Given task> Turn the lines below into a numbered list, skipping any blank lines. Leave the pictures out.

--------

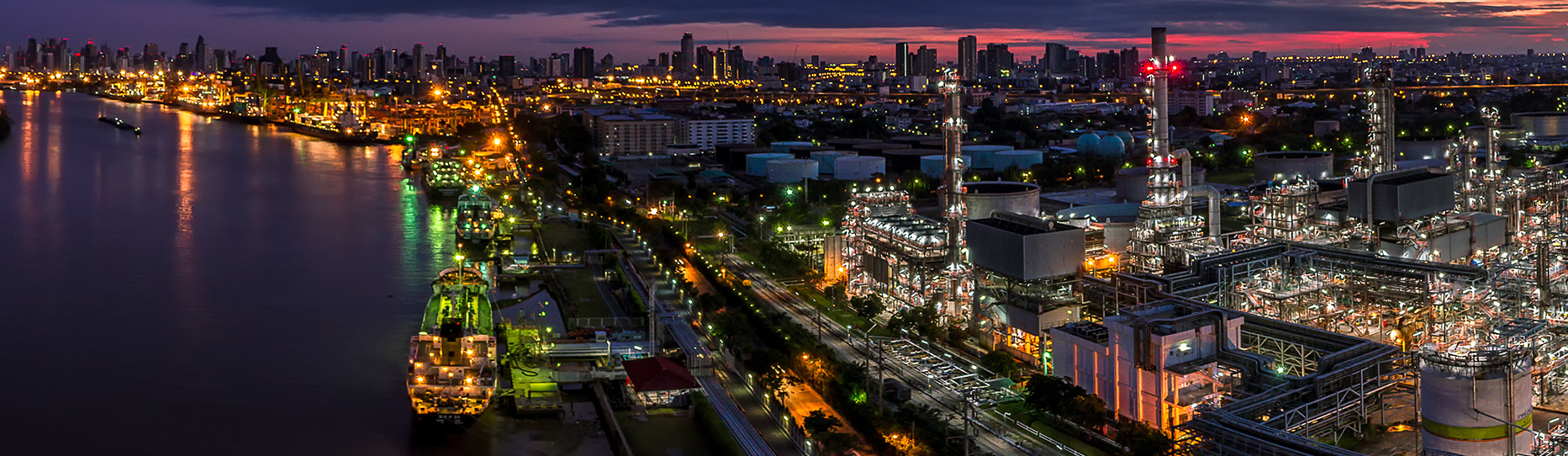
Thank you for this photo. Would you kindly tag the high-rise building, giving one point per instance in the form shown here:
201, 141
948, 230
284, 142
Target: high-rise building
998, 60
968, 56
900, 54
582, 63
687, 56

--------

Result>
1. Thank you for this photo. Would you kindly tag the high-rise building, giving one point per instance in the form shown here:
2. 201, 141
3. 948, 230
4. 284, 142
5. Target: high-rise building
6. 998, 60
7. 968, 56
8. 900, 54
9. 582, 63
10. 687, 56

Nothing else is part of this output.